LONG DAY'S JOURNEY INTO NIGHT
Apollo Theatre, London W1
Opened 10 April, 2012
****

Richard Eyre has called Eugene O’Neill’s autobiographical magnum opus "the saddest play ever written", which is overdoing things only a little. The fictional Tyrone family so resembles the historical O’Neills circa 1912 that it is impossible to doubt that the playwright was meditating upon his own family, and that this was why he refused to have it published until 25 years after his death or ever staged at all. (His widow circumvented these prohibitions in 1956, three years after O’Neill died and 15 years after the play’s composition.) The portrait of addiction and dysfunction is harrowing: the Tyrone men share a seemingly congenital alcoholism, Edmund (the authorial surrogate) is falling prey to consumption, and wife and mother Mary nurses a morphine habit that generates a form of paranoid schizophrenia even when she is not actively using.
    
Anthony Page’s production (staged just next door to the Lyric which saw the play’s last West End outing in 2000) pulls off the considerable achievement of making it not a gruelling experience to watch. Without betraying the aggression, manipulation and general mental imbalance that pervade the family, Page gives equal weight to sincerity and compassion. The two strains feel much more evenly balanced, which makes the repeated tipping-over to the dark side more poignant. Right from the opening breakfast-time scene, we see that James and Mary Tyrone are genuinely affectionate and regretful when they lapse from this mode. Tyrone is not the domestic tyrant of usual portrayals: David Suchet (now surely Britain’s premier interpreter of the 20th-century American classic repertoire) shows him to be a prisoner of his various insecurities but not their willing slave.

• _Data_:
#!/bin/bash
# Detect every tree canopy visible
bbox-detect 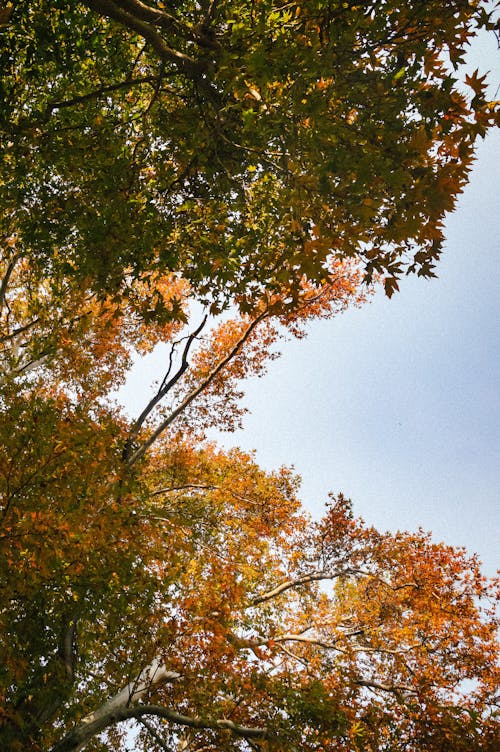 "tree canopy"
[0,0,498,306]
[0,0,499,752]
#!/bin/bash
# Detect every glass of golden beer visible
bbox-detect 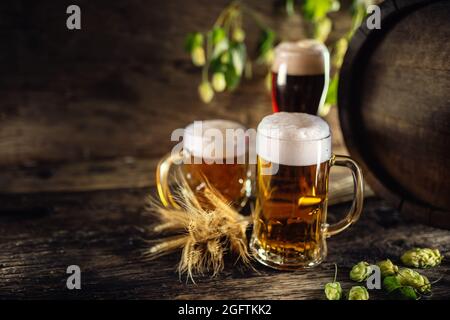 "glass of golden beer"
[156,120,251,209]
[250,112,363,269]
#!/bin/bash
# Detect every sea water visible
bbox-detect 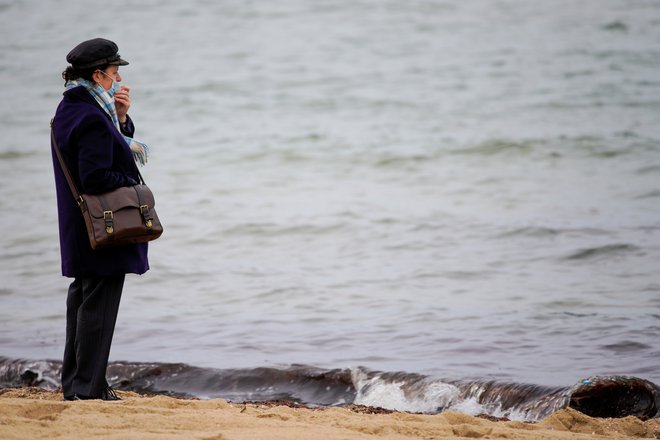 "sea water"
[0,0,660,408]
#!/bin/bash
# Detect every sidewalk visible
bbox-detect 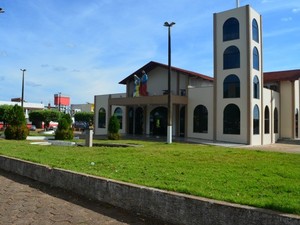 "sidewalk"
[0,170,169,225]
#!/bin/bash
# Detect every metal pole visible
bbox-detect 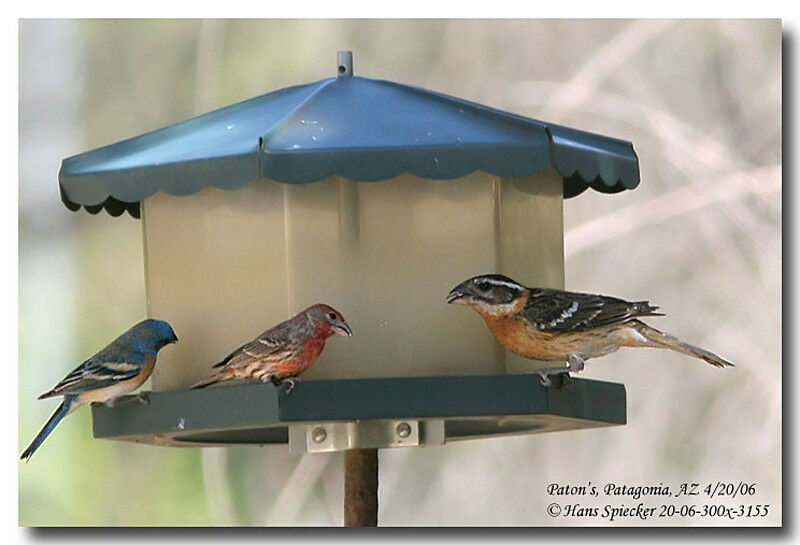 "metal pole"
[344,448,378,526]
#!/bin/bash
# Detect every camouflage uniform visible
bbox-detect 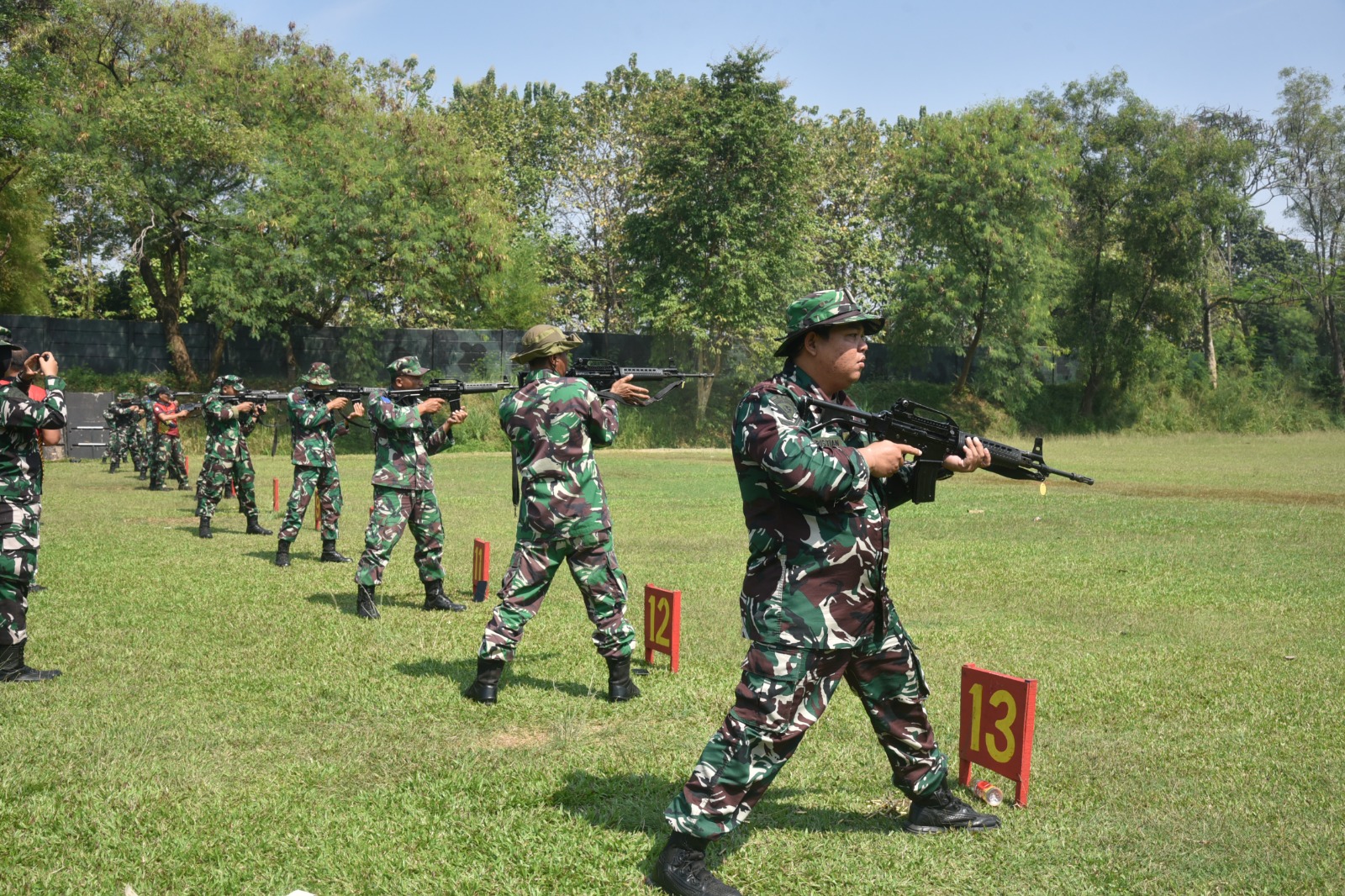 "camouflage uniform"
[278,363,350,542]
[479,370,635,661]
[355,356,453,587]
[0,366,66,647]
[664,293,947,840]
[197,377,261,519]
[150,398,187,488]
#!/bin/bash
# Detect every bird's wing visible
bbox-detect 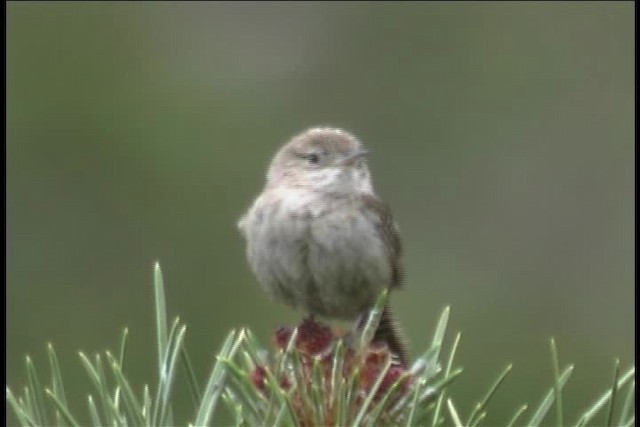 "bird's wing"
[362,194,404,289]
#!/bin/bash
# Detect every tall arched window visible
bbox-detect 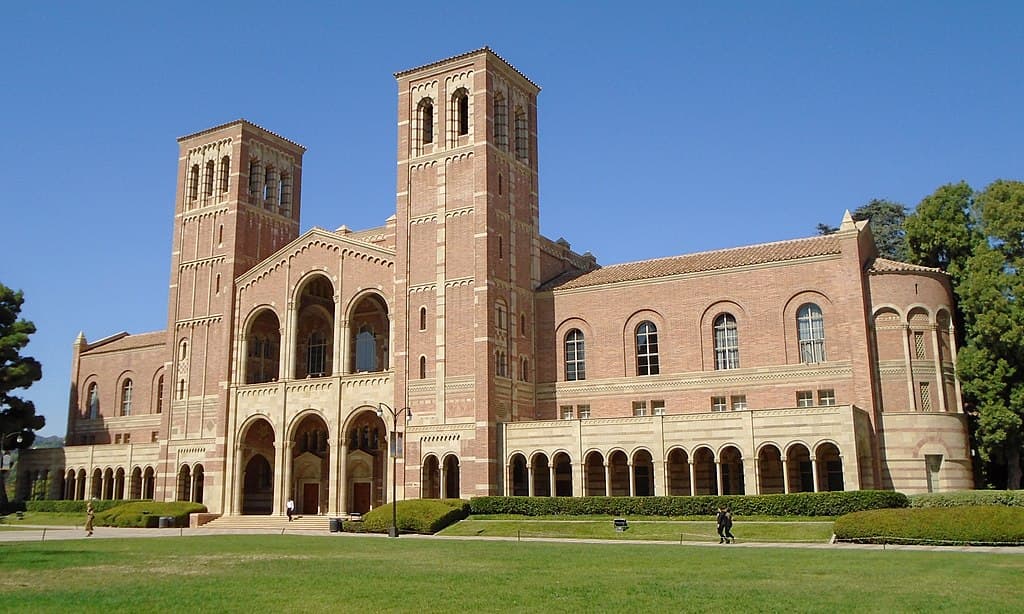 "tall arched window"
[797,303,825,364]
[203,160,214,196]
[418,98,434,145]
[157,376,164,413]
[306,331,327,378]
[715,313,739,369]
[636,321,660,376]
[188,164,199,201]
[515,106,529,162]
[565,328,587,382]
[452,87,469,136]
[121,379,132,415]
[495,93,509,151]
[220,156,231,192]
[86,382,99,420]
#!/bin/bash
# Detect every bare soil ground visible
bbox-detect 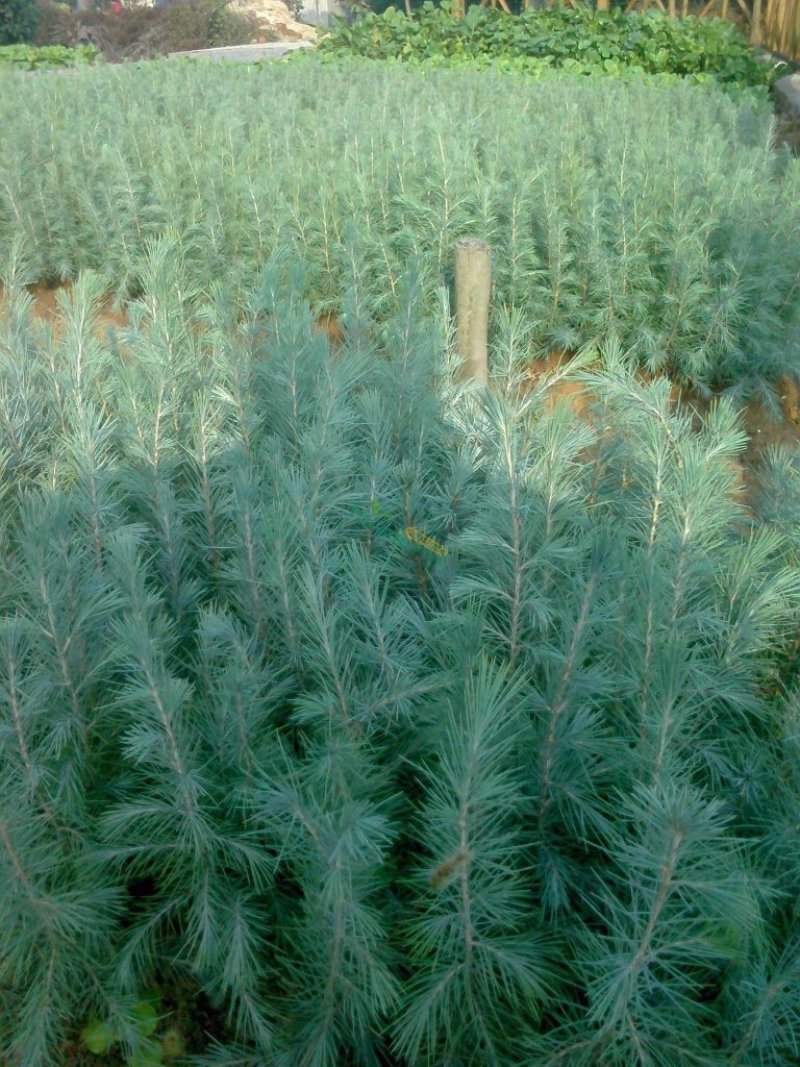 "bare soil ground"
[0,284,800,510]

• _The tasks_:
1. According to the theatre review, in what year did the play last have a West End staging before this production?
2. List every real person whom the theatre review names, leaving out the fictional characters of the play.
3. Carry on the theatre review of Long Day's Journey Into Night from the point where it stops.

• _Written responses_:
1. 2000, at the Lyric.

2. Richard Eyre, Eugene O’Neill, Anthony Page, David Suchet

3.
    
However, for once this is Mary’s play. Laurie Metcalf rigorously eschews all operatic signals of mental collapse; she delivers Mary’s increasingly frequent, increasingly cracked verbal riffs in a temperate key, only the rapid delivery and the obsessive content suggesting that she is a woman letting go. When she seems in Act Three finally to have abdicated her reason, Page finds a powerful contrast between her skewed homily and the three menfolk – James, drunkard elder son Jamie (Trevor White) and the tubercular Edmund (Kyle Soller) – sitting silent and immobile, bereft of any meaningful response to this relapse. There will, to be sure, be tears before bedtime, but for once they will be not racking shrieks but muted, heart-deep sobs.

Written for the Financial Times.

Copyright © Ian Shuttleworth; all rights reserved.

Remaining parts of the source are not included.